• Written exercise: Go through the data below and copy out every line that contains the string "hillside". Only matches with the same uppercase and lowercase letters count.

• Material for this exercise:

• • • • • • •

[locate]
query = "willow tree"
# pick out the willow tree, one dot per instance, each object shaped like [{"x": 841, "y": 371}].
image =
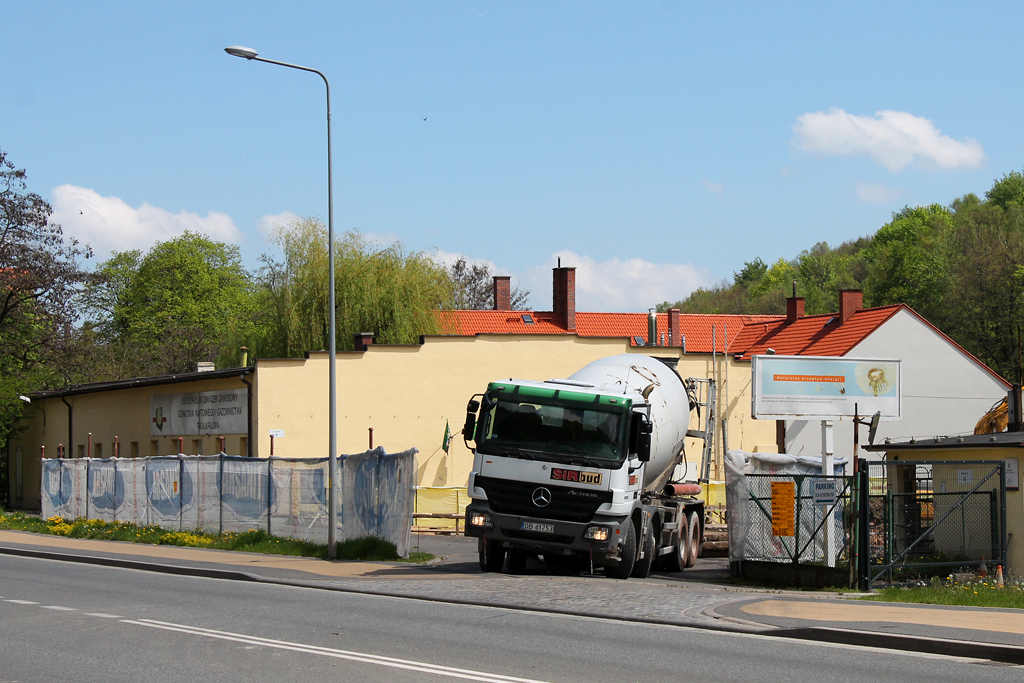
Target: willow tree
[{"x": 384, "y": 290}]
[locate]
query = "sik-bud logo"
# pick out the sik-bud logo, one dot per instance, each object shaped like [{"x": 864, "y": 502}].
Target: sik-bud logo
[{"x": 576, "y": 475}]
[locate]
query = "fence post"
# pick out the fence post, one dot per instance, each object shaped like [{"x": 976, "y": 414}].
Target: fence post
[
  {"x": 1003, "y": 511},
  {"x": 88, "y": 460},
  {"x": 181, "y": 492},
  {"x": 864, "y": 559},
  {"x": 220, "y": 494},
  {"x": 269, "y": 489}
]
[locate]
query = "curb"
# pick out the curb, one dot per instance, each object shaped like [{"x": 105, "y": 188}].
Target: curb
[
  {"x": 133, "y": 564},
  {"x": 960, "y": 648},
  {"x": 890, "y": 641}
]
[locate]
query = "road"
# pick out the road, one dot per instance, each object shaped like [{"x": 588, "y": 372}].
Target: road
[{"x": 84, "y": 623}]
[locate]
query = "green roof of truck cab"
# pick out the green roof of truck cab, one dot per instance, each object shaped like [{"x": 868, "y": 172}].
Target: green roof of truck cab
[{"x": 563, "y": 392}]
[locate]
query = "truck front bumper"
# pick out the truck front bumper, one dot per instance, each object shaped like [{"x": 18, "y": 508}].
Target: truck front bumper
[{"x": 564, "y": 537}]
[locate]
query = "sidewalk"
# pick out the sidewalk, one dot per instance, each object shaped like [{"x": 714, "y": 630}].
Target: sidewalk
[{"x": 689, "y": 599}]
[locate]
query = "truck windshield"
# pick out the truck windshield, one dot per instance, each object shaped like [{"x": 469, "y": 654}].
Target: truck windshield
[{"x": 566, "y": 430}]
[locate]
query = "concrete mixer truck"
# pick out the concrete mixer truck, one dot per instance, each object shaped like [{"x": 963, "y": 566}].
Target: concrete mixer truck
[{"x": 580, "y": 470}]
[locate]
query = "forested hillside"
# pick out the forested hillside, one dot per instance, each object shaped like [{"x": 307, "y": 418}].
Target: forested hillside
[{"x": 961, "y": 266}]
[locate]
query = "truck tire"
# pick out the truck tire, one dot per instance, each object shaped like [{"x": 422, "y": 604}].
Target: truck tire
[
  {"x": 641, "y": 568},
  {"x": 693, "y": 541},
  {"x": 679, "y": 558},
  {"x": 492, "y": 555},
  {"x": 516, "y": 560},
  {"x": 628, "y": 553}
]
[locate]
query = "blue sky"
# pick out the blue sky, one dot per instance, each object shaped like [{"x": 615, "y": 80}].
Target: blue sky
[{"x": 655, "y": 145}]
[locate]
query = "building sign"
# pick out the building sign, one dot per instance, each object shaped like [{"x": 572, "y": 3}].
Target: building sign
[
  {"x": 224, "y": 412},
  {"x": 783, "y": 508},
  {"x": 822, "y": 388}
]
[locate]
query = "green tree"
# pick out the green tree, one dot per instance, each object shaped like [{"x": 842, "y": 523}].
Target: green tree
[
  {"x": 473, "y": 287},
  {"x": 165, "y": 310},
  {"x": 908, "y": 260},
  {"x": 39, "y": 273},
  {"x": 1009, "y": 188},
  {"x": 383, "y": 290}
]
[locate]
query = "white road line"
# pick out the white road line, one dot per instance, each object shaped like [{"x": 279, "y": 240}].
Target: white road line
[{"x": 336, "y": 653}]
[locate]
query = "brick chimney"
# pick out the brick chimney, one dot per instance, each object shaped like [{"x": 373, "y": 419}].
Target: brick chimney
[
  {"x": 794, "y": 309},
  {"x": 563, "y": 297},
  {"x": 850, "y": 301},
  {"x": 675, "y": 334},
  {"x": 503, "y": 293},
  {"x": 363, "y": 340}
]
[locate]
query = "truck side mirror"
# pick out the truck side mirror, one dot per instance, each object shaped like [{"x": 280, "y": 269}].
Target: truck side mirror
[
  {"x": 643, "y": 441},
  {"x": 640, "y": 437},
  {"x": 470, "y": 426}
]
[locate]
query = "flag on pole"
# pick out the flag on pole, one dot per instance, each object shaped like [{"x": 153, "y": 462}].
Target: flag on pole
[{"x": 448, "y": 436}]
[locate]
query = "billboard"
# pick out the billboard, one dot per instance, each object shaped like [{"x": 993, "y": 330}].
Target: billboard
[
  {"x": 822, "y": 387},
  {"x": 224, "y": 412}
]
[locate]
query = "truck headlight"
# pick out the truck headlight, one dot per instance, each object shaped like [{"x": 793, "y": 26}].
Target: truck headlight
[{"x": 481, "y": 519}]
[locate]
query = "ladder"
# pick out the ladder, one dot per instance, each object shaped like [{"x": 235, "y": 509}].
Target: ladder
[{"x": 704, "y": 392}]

• • • • • • •

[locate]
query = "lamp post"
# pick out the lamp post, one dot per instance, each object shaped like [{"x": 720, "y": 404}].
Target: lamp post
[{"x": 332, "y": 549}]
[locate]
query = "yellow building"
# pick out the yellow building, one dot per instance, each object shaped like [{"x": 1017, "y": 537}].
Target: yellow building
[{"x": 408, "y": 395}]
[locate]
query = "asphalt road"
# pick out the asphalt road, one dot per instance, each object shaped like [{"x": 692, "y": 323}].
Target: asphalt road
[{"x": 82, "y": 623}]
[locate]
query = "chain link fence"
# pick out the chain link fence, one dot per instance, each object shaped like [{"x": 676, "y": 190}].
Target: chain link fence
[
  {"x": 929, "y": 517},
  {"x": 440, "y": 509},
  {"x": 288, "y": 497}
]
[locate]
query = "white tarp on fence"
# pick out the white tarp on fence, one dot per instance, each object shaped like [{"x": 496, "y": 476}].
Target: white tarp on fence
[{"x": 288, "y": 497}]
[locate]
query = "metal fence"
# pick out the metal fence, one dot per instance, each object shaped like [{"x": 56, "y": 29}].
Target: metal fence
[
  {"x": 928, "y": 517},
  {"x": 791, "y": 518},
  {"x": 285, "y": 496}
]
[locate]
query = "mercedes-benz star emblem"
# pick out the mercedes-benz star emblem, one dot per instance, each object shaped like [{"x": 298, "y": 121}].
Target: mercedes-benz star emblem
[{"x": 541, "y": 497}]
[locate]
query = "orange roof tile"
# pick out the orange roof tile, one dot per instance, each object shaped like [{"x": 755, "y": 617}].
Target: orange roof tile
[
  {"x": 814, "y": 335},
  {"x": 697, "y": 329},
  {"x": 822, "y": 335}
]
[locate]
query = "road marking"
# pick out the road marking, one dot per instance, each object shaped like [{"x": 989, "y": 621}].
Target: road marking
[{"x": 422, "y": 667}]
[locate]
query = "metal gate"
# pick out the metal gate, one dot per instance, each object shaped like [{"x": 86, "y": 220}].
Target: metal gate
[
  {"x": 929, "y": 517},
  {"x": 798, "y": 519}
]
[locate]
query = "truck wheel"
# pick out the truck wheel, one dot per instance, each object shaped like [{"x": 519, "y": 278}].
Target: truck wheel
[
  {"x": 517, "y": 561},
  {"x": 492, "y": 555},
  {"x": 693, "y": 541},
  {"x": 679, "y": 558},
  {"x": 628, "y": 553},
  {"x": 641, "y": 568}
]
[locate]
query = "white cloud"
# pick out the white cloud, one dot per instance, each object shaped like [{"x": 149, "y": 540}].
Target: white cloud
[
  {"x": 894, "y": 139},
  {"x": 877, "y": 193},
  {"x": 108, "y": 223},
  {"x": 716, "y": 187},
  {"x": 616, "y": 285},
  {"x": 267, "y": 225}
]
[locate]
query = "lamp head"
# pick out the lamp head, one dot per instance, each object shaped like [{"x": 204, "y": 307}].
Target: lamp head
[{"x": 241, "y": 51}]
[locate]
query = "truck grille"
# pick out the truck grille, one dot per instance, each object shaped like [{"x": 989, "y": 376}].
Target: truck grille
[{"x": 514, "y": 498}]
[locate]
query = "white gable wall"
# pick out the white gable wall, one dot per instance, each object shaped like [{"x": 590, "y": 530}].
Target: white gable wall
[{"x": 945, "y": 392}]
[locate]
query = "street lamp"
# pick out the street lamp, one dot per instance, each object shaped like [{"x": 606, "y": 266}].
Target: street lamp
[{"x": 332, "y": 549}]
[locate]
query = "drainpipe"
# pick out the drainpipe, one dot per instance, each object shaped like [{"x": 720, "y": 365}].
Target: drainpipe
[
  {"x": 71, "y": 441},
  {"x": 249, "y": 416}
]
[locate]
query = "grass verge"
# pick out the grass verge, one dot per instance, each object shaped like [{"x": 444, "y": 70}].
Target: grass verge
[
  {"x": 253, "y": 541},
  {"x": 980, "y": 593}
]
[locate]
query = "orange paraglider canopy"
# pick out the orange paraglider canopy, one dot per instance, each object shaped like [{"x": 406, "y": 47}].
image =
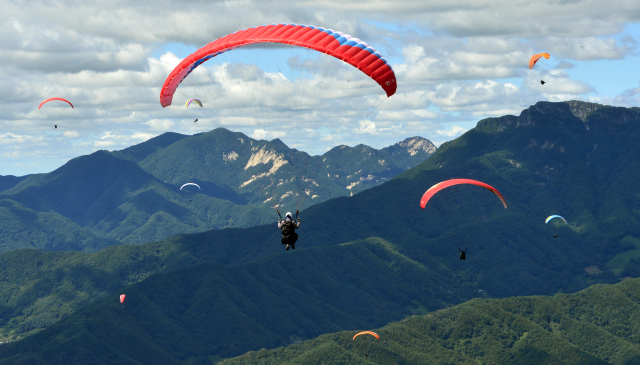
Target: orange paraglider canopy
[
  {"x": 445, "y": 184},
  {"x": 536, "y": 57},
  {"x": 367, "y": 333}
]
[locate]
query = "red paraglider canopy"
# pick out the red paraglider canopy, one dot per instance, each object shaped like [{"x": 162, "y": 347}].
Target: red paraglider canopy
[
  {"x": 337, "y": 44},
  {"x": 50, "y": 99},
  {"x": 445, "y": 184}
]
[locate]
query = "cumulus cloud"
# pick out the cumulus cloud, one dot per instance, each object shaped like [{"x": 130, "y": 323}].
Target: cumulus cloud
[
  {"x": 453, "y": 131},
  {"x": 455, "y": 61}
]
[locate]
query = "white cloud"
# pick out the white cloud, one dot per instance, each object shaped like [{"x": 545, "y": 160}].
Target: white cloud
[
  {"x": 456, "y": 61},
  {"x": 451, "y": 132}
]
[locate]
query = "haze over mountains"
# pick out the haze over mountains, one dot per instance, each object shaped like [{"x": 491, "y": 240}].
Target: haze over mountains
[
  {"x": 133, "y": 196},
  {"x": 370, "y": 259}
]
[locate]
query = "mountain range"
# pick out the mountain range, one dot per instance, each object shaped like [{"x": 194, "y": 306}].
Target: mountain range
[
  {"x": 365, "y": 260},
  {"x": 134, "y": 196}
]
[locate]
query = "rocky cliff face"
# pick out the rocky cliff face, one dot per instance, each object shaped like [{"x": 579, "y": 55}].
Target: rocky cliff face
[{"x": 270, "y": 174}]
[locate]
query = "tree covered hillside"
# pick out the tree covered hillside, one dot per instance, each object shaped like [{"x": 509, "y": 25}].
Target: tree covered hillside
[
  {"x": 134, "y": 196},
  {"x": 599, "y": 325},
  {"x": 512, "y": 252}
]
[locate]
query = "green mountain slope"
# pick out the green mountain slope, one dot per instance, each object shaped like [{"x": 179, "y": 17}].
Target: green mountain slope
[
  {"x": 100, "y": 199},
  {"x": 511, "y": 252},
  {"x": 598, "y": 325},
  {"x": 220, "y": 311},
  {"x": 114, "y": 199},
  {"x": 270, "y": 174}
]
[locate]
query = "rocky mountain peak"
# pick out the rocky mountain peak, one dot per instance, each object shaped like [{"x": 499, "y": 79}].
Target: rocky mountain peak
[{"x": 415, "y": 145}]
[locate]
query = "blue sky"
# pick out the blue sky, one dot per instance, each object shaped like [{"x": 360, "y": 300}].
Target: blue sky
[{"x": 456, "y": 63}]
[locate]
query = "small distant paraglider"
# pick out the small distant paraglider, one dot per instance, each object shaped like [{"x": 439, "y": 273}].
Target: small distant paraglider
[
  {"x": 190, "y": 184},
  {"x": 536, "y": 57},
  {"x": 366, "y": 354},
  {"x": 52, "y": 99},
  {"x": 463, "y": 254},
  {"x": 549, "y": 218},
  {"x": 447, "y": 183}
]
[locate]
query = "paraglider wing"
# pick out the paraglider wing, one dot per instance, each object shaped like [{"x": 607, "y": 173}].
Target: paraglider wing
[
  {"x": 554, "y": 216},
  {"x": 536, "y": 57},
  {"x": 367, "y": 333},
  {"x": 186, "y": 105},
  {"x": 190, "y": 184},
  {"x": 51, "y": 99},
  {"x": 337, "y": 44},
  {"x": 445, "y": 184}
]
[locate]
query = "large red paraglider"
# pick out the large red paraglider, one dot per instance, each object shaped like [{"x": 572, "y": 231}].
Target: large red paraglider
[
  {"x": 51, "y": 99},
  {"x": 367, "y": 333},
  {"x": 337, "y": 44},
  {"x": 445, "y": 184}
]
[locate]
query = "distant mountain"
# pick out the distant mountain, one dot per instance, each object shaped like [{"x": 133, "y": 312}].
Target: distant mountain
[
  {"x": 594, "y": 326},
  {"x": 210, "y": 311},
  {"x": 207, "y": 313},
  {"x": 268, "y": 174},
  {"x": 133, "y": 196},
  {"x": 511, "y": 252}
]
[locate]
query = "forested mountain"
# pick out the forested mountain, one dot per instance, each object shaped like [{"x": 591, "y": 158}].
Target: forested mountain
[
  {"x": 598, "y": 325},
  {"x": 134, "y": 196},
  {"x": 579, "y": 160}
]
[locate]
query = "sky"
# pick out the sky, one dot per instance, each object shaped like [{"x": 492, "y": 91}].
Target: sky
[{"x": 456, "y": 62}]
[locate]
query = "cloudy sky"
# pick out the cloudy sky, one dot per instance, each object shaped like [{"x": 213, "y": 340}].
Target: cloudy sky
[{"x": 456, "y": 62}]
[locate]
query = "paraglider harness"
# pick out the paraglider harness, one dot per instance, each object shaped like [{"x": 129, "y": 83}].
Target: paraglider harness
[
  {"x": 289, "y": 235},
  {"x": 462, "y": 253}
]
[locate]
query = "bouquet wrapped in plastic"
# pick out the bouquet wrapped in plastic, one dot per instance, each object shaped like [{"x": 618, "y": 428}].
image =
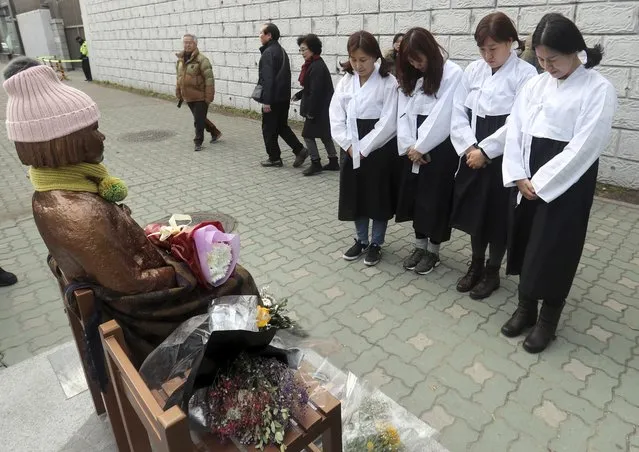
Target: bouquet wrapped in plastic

• • • • • • •

• Solution below:
query = "forested hillside"
# pick out the forested hillside, one dot per instance, each object shaped like [{"x": 307, "y": 418}].
Target: forested hillside
query = "tree covered hillside"
# pick out the tree covered hillside, one dot per instance, each object shaped like [{"x": 509, "y": 25}].
Target: tree covered hillside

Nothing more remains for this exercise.